===== Page text

Many athletes think that loading up on carbohydrates is the way to gain the edge in a competition. What is carb loading all about, and does it work?
Carb loading, or "muscle glycogen supercompensation", is about eating a large intake of carbohydrates right before a long term exercise trial, like running a marathon. The body carries its easy-access sugar stores of energy in the blood, the liver and muscles. The aim of carb loading is to overload the system with glucose, with the expectation that while some of the glucose goes into fat cells, some goes into the liver and muscles. Then, many hours later when the body is starving for energy, it finds that 'easy energy' right where it needs it.
Fat and protein are both considered more difficult for the body to metabolize - the typical body has been fed so much sugar that it's trained to use it best. For someone whose body has already been working hard for 4 hours and still needs to keep going, the body wants an energy source which is immediate.
Note that athletes that carb load also gain weight. The ratio tends to be that the body holds 3g of water for every 1g of carbs it stores. So for many athletes, carb loading turns into weight gain and a sluggish feeling. They avoid carb loading all together and feel they work out far better without the muscles full of sugar.
Studies have proven that womens bodies are not set up to carb load well. It appears that athletic men's bodies naturally use sugars well, while an atheletic woman's body naturally uses fat more easily. In one study, a group of female athletes were divided into three groups - one with no carb loading, one with carb loading plus supplements, and one with just carb supplements. There were no differences at all in performance.
One reason given for the apparent lack of effect in women but the effect in men is that men tend to have larger stomachs and simply can eat enough carbs to make a difference to their systems. A carb loading male must literally consume over 600g of carbs in a day in order to saturate his muscles with sugars and be effective. Even when attempting to eat complete carb diets, most women do not approach this level.
Other studies are showing that while carb loading may fill the muscles and liver with sugar, that FAT loading is even more effective. A study done in 1994 compared two groups of cyclists - one on low fat/high carb and the other on low carb/high fat. For high intensity workouts, both groups did equally well. For long, moderate intensity workouts (Tour de France), it was the high fat group that did better. There are other studies that show that increased healthy fat intake boosts endurance and oxygen consumption.
In the end, every human body is different. We all have different metabolism rates, different exercise rates, different foods we enjoy eating. But before you go with an exercise plan just because "everybody else does it", do some experimentation on what works best for YOU. You might easily find that eating a healthy low carb diet, and making sure you have enough healthy FAT in your system before beginning that event, is what propels you across the finish line.

==========

Quote the carb loading text word for word, starting at "Note that athletes" and ending at "full of sugar.". The data below stands apart from the carb loading text and is separate material.

===== Provided records

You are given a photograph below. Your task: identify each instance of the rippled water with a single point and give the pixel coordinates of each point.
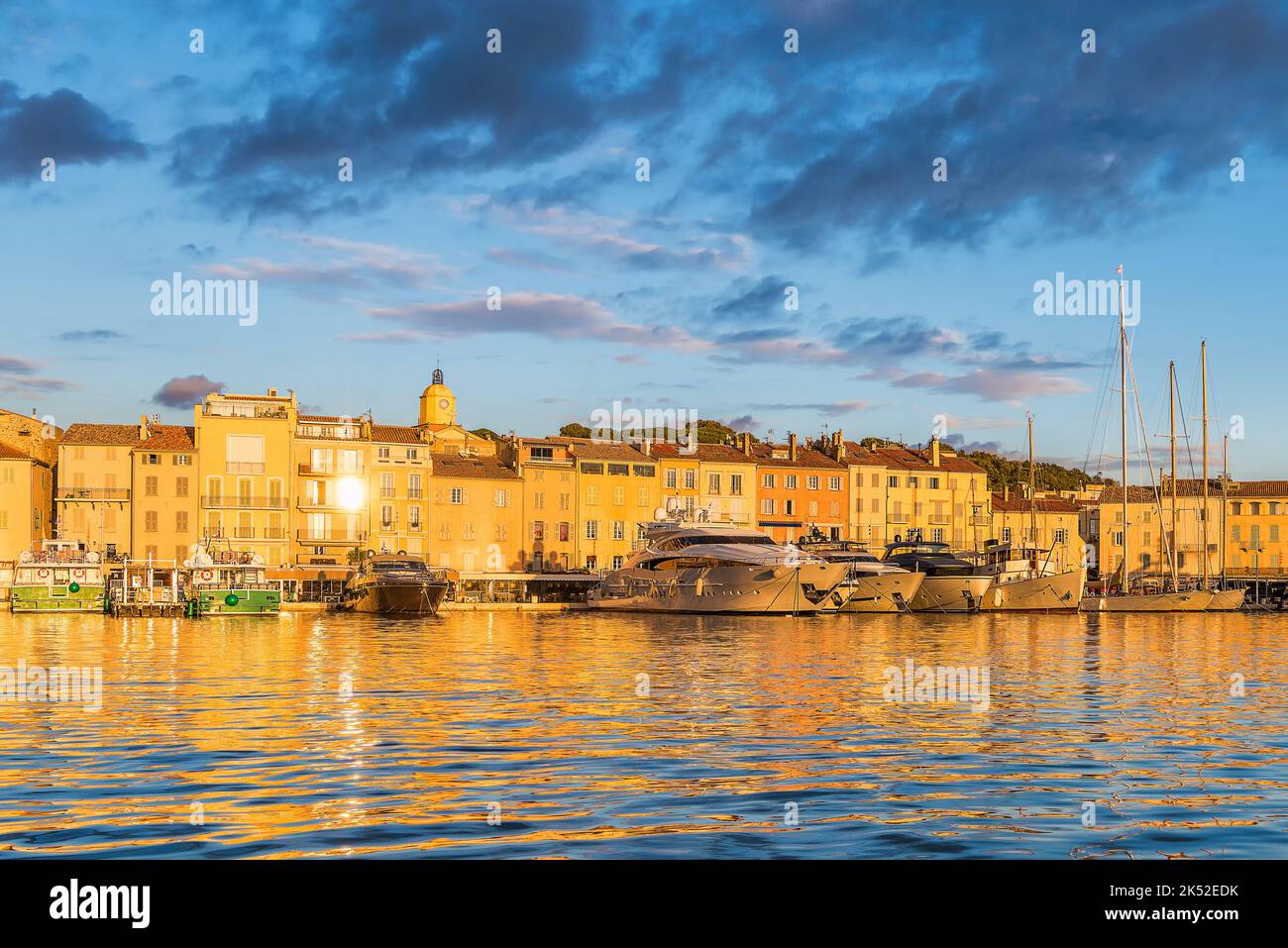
(544, 723)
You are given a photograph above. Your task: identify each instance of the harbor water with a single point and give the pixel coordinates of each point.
(509, 734)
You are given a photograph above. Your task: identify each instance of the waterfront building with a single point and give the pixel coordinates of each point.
(246, 473)
(716, 478)
(163, 509)
(800, 488)
(1050, 523)
(95, 473)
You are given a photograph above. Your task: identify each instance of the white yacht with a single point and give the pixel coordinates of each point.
(870, 584)
(715, 567)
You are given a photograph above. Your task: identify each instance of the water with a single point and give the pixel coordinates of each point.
(239, 737)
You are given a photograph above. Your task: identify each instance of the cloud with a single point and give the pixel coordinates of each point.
(549, 316)
(184, 391)
(62, 125)
(89, 337)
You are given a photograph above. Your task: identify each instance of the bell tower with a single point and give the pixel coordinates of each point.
(437, 402)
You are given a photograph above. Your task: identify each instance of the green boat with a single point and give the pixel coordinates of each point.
(231, 582)
(58, 576)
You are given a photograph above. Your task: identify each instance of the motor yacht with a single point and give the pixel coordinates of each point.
(949, 583)
(713, 567)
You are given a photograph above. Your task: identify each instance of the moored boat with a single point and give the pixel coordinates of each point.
(394, 584)
(58, 576)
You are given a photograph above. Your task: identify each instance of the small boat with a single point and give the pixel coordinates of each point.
(58, 576)
(949, 583)
(230, 582)
(870, 584)
(713, 569)
(1025, 579)
(394, 584)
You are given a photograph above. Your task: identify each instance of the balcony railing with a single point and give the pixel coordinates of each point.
(330, 469)
(94, 493)
(331, 536)
(244, 502)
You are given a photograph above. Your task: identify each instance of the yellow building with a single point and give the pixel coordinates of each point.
(399, 489)
(331, 493)
(548, 471)
(476, 518)
(163, 484)
(716, 478)
(1048, 523)
(29, 451)
(246, 474)
(95, 471)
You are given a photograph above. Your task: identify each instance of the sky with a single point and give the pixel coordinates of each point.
(907, 175)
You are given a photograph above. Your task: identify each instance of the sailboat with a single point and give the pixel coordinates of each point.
(1024, 578)
(1124, 599)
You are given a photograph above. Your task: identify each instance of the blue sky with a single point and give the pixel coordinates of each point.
(768, 168)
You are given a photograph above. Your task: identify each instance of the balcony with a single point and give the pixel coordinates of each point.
(330, 536)
(244, 502)
(94, 493)
(244, 468)
(331, 471)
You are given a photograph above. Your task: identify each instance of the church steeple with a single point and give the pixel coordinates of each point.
(437, 402)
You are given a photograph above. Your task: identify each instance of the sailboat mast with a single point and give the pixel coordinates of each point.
(1203, 361)
(1171, 428)
(1122, 382)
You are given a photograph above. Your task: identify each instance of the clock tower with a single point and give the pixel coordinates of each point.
(437, 402)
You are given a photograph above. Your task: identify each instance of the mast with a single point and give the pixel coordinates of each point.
(1033, 515)
(1122, 390)
(1171, 428)
(1203, 361)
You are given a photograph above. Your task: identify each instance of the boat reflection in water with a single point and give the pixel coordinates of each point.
(870, 584)
(951, 582)
(716, 567)
(394, 584)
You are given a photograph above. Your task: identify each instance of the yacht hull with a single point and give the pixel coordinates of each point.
(759, 590)
(1056, 592)
(951, 594)
(1228, 600)
(1193, 600)
(880, 592)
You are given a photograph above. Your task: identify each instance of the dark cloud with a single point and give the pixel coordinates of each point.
(62, 125)
(184, 391)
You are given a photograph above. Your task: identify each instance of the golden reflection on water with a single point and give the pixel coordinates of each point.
(318, 734)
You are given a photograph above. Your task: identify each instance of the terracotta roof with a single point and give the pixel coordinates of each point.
(805, 458)
(724, 454)
(168, 438)
(1043, 505)
(395, 434)
(112, 436)
(483, 468)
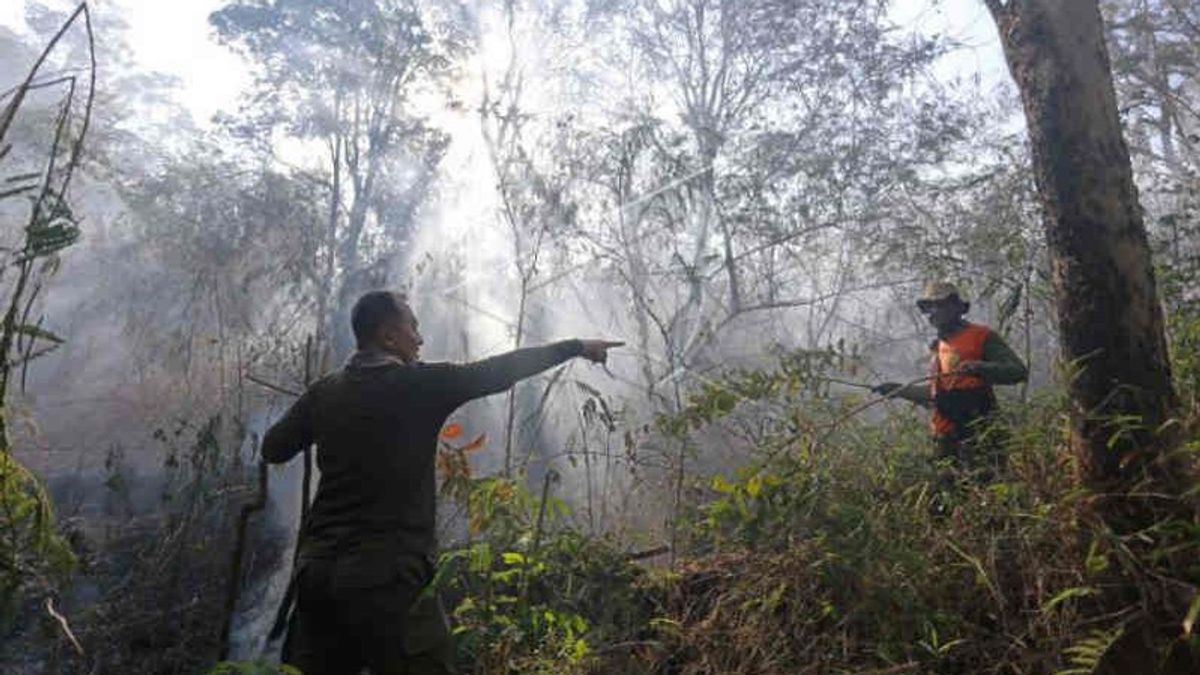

==========

Answer to this problem »
Note that athletes that carb load also gain weight. The ratio tends to be that the body holds 3g of water for every 1g of carbs it stores. So for many athletes, carb loading turns into weight gain and a sluggish feeling. They avoid carb loading all together and feel they work out far better without the muscles full of sugar.